(Some records)
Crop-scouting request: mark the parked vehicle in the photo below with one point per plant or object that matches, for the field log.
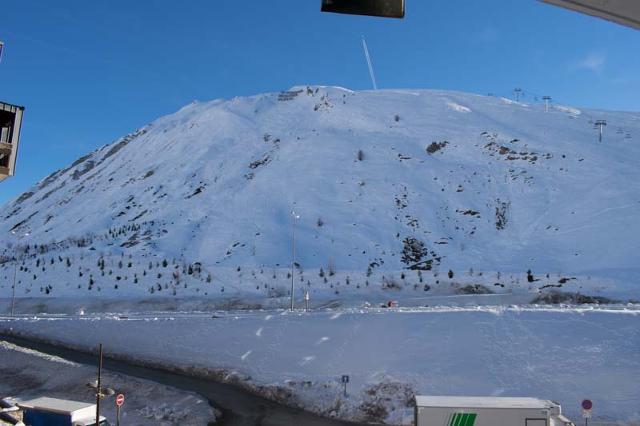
(59, 412)
(487, 411)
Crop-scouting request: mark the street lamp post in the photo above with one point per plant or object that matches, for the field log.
(97, 387)
(13, 290)
(293, 255)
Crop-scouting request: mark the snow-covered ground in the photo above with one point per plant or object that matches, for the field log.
(456, 205)
(198, 203)
(28, 374)
(560, 353)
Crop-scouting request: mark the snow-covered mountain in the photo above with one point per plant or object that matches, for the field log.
(383, 182)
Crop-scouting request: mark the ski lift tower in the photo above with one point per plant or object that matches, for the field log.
(600, 124)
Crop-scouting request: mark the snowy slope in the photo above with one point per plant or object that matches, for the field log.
(507, 187)
(555, 353)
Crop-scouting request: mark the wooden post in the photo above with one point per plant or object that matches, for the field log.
(99, 388)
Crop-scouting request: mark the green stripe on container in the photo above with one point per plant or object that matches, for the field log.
(458, 419)
(471, 420)
(454, 420)
(465, 419)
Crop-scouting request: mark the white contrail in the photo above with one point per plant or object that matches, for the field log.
(366, 54)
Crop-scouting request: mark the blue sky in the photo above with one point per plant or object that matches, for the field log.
(89, 72)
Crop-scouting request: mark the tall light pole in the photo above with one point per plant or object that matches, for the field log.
(13, 290)
(294, 217)
(96, 385)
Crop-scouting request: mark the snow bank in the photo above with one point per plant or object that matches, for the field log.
(561, 354)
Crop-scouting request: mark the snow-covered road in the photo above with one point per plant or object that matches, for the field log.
(560, 353)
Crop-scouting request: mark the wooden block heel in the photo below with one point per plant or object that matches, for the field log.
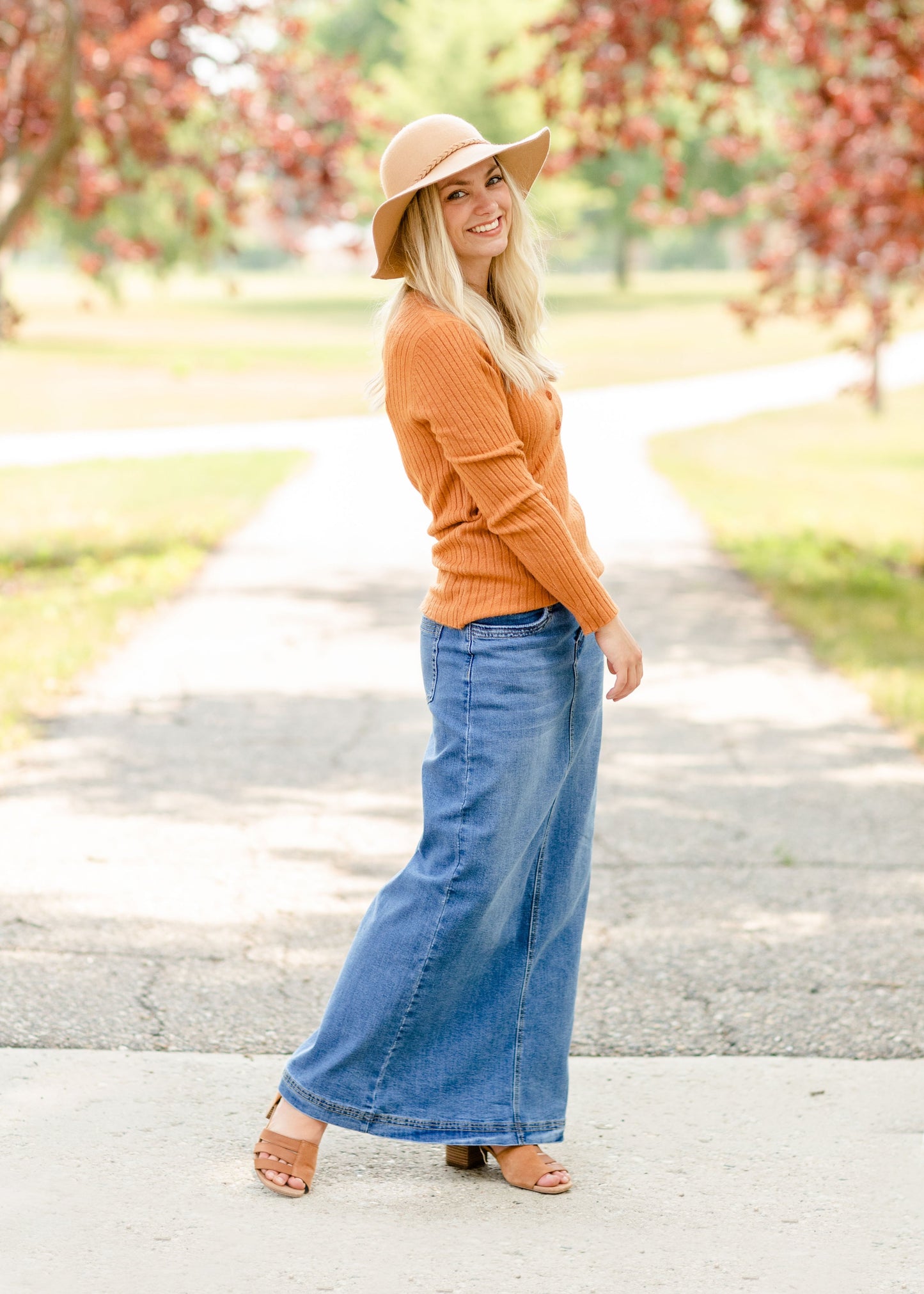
(466, 1156)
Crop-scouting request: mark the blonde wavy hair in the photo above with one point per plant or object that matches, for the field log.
(509, 320)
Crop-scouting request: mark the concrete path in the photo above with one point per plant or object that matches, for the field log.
(185, 856)
(694, 1176)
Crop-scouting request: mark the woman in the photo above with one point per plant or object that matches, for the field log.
(452, 1018)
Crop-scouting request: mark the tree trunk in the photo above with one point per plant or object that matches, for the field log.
(623, 260)
(879, 304)
(64, 138)
(875, 377)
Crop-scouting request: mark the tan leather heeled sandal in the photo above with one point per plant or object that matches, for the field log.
(522, 1165)
(297, 1158)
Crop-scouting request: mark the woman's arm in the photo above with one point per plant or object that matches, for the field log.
(458, 391)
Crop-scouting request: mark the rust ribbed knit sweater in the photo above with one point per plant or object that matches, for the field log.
(490, 466)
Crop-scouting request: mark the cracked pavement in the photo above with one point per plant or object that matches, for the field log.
(185, 855)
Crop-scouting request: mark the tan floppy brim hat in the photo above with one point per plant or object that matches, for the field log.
(428, 150)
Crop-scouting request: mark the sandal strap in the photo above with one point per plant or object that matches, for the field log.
(524, 1165)
(297, 1158)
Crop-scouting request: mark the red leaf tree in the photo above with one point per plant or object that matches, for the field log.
(839, 90)
(219, 101)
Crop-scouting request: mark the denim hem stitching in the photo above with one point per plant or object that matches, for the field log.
(359, 1116)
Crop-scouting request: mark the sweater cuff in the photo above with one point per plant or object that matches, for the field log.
(593, 615)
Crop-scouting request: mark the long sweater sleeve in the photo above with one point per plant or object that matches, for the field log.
(457, 390)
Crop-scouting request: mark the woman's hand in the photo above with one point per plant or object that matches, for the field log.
(624, 658)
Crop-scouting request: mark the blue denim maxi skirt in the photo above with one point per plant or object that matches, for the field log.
(452, 1018)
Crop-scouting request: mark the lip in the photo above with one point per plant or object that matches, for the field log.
(490, 233)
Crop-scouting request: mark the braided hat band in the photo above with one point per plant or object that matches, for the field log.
(448, 153)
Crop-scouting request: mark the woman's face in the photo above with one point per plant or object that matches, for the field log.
(476, 211)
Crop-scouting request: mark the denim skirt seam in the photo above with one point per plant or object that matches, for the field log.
(527, 970)
(537, 885)
(450, 887)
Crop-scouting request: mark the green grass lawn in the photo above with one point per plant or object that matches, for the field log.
(290, 345)
(824, 508)
(87, 548)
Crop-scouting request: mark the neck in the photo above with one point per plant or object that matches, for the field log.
(475, 272)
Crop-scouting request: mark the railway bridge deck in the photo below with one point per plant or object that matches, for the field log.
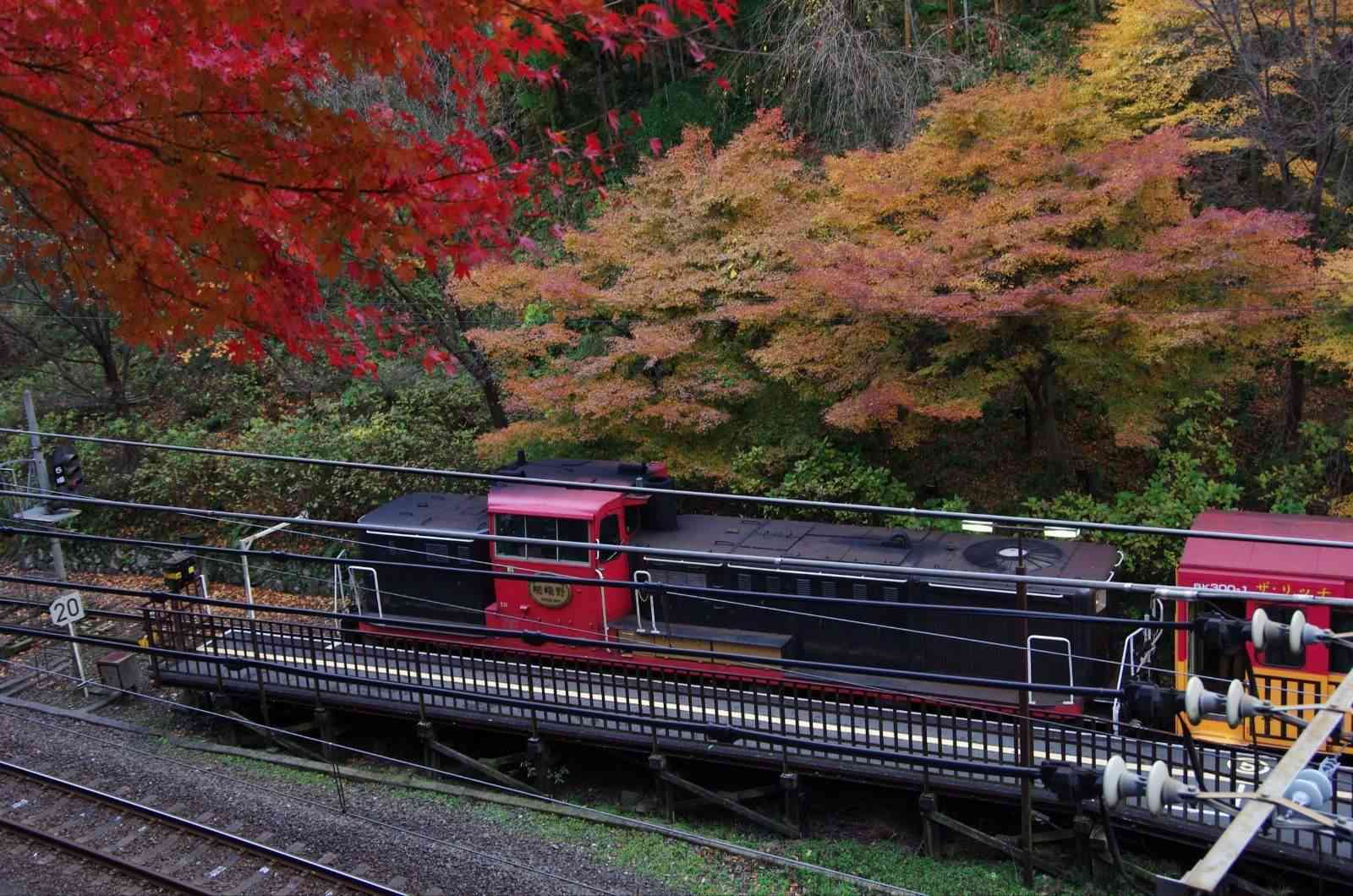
(802, 727)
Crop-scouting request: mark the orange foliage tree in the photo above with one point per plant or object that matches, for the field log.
(167, 156)
(1022, 247)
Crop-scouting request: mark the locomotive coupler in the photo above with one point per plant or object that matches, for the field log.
(1224, 635)
(1150, 704)
(1069, 783)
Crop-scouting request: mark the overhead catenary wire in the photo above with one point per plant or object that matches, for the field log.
(687, 493)
(710, 594)
(775, 562)
(716, 593)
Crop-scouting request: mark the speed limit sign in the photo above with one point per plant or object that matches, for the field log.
(67, 609)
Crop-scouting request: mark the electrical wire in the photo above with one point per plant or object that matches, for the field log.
(498, 571)
(716, 596)
(781, 562)
(687, 493)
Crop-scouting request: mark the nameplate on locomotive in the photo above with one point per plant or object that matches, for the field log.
(551, 594)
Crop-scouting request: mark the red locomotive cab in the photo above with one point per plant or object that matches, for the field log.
(559, 515)
(1282, 675)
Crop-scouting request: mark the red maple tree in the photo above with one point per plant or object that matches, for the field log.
(167, 159)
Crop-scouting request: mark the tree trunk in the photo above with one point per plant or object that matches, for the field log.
(1295, 402)
(1041, 386)
(1028, 428)
(112, 380)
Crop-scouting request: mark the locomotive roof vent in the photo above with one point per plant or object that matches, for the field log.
(1001, 555)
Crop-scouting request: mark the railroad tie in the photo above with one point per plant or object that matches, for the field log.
(101, 833)
(293, 885)
(261, 873)
(152, 855)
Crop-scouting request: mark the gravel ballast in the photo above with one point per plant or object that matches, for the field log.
(281, 806)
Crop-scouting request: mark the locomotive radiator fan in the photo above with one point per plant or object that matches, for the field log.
(1001, 555)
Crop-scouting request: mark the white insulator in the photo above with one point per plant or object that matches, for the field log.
(1156, 787)
(1296, 632)
(1161, 789)
(1118, 783)
(1199, 700)
(1310, 788)
(1240, 706)
(1263, 631)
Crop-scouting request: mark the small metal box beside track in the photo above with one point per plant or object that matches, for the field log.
(121, 670)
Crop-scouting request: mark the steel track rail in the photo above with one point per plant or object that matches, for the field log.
(103, 858)
(282, 857)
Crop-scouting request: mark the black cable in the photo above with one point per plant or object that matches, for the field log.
(617, 583)
(687, 493)
(789, 565)
(534, 639)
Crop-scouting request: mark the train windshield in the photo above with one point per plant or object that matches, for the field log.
(518, 526)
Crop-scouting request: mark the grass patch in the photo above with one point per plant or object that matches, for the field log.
(709, 871)
(271, 772)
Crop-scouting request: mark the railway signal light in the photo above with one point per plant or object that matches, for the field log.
(179, 570)
(64, 468)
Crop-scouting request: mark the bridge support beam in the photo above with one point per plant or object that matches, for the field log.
(666, 780)
(433, 749)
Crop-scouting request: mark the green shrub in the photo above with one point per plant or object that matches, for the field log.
(1194, 472)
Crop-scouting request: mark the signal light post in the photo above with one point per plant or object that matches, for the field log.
(58, 560)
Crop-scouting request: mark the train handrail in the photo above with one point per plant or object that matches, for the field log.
(375, 585)
(639, 608)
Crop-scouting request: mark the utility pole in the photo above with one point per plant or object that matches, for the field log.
(58, 560)
(1026, 724)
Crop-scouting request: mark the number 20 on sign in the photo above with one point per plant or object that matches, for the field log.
(67, 609)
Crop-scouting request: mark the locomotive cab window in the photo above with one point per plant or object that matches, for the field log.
(518, 526)
(609, 533)
(1276, 653)
(1341, 659)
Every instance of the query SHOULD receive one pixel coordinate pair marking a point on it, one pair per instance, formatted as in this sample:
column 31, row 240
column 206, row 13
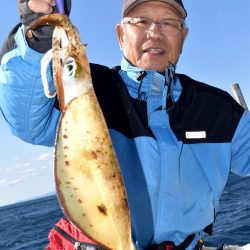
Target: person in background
column 176, row 138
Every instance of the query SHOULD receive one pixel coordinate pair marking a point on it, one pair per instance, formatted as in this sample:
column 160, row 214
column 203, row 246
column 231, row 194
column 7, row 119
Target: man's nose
column 155, row 29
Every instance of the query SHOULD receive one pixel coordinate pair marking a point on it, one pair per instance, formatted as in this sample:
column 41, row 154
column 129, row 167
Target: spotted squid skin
column 87, row 175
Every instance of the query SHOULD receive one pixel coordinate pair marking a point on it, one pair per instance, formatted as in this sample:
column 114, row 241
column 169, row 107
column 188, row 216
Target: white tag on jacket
column 196, row 134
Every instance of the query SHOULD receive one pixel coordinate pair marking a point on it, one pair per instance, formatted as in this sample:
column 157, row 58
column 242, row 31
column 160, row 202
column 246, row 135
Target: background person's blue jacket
column 175, row 163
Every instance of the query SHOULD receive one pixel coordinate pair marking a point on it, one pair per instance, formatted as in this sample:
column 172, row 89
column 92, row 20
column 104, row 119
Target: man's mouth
column 154, row 51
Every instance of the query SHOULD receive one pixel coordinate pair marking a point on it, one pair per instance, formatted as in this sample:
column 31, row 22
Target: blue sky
column 217, row 51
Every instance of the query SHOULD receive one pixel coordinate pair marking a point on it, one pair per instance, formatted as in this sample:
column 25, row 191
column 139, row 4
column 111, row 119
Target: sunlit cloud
column 2, row 182
column 29, row 170
column 21, row 165
column 16, row 158
column 44, row 156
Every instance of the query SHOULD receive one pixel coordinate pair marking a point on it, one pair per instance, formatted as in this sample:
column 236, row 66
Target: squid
column 87, row 175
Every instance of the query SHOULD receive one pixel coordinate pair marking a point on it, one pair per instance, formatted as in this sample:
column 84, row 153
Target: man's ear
column 184, row 36
column 120, row 34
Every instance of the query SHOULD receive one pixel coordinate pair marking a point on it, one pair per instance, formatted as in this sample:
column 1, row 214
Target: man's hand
column 41, row 6
column 30, row 10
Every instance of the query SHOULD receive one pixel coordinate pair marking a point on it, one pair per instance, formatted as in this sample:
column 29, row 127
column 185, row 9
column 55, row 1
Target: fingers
column 41, row 6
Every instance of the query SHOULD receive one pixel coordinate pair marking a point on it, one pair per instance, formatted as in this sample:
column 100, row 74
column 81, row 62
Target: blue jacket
column 176, row 145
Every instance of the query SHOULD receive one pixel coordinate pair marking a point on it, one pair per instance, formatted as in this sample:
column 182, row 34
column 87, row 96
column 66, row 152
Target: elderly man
column 176, row 139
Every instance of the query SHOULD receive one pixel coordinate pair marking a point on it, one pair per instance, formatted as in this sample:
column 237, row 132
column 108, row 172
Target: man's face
column 151, row 48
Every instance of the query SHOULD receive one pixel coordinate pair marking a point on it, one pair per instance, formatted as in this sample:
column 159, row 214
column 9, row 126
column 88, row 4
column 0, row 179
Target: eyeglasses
column 167, row 26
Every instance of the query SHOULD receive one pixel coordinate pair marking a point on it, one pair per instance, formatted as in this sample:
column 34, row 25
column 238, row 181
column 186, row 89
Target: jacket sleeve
column 240, row 163
column 30, row 115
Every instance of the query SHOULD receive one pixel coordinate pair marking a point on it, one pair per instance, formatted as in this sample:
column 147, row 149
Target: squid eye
column 71, row 69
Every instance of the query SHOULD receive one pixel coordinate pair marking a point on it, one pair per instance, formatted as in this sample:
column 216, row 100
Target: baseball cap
column 128, row 5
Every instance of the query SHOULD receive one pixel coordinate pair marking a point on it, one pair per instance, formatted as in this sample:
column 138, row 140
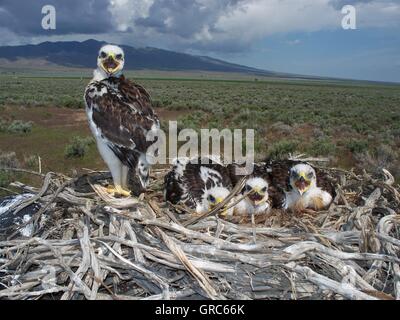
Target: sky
column 293, row 36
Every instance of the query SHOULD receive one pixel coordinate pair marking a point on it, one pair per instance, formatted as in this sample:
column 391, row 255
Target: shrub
column 3, row 125
column 357, row 146
column 282, row 148
column 31, row 162
column 19, row 126
column 7, row 160
column 78, row 147
column 322, row 147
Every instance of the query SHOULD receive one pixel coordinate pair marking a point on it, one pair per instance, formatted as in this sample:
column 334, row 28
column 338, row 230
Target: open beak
column 218, row 201
column 110, row 64
column 257, row 196
column 302, row 184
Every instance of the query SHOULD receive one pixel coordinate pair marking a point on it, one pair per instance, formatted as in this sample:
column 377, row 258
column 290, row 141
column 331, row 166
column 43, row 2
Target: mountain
column 83, row 54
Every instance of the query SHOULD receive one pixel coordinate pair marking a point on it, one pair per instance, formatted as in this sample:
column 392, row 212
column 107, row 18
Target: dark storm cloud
column 185, row 18
column 73, row 16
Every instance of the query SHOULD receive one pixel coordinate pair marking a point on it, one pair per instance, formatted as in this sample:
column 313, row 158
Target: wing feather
column 123, row 112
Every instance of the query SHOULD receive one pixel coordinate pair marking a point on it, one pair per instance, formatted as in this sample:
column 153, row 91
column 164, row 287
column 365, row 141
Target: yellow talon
column 118, row 190
column 122, row 191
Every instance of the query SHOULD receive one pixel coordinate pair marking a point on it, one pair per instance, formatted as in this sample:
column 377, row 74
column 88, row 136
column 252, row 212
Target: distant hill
column 83, row 55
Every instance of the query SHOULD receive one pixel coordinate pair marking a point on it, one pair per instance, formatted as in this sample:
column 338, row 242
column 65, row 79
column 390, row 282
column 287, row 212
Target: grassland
column 354, row 124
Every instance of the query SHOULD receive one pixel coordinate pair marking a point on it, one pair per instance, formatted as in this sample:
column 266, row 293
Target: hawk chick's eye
column 211, row 199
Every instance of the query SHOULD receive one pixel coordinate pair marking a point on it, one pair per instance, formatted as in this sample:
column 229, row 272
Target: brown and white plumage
column 199, row 183
column 256, row 188
column 120, row 116
column 296, row 185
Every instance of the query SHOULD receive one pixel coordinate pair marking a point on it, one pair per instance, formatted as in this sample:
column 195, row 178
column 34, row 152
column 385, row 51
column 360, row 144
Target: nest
column 92, row 246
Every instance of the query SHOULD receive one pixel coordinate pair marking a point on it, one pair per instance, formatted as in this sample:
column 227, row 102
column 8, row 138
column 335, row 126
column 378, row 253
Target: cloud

Set exercise – Count the lines in the rows above that contain the word "pole", treating case as significant. Reply with the number only.

Answer below – 2